Problem to work on -
Please list every heading that introduces a greenwashing example in the passage on greenwashing below.

Document passage -

How can you avoid falling prey to greenwashing?

In order to avoid falling for a greenwashing example on your next trip, it helps to be aware of what to look out for. Below are three instances of high-profile examples.

Protecting the reef

An Australian campaign led by Scott Morrison to preserve the famous Great Barrier Reef, led the public to believe they were doing a great deal of conservation. However the truth was that the political party was using the Great Barrier Reef to greenwash their heavy investments in the fossil fuel sector. Greenpeace decided to create a petition to support the protection of the Barrier Reef that you can sign here.

Airlines using biofuels

Air travel is one of the leading causes of carbon emissions so it sounds fantastic when an airline announces they’re using biofuels. Except that many of these cases were found to actually mix the biofuels with traditional jet fuel which was still being used at an extremely high rate. This greenwashing example came from Dutch Airline KLM in 2022 who were subsequently sued for their deceptive marketing campaigns.

Towel Reuse Programs

If you’ve ever stayed at a hotel you might be familiar with towel reuse programs where your accommodation insists that everyone can collectively help the environment by reusing your towels instead of washing them after each use. This is a primary greenwashing example (one where Jay Westerveld coined the term to begin with at the Beachcomer Resort in Fiji) because it sounds like a great, sustainable practice on the surface, however that resort didn’t take into consideration the damage they were doing to the environment in other ways with their huge construction projects building more villas for the property at the same time. They instead just use these green washing products and tactics to give the illusion of sustainability.

Data provided -

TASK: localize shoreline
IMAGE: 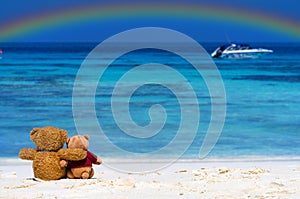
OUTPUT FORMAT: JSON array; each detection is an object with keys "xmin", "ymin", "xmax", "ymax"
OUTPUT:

Correct result -
Protecting the reef
Airlines using biofuels
Towel Reuse Programs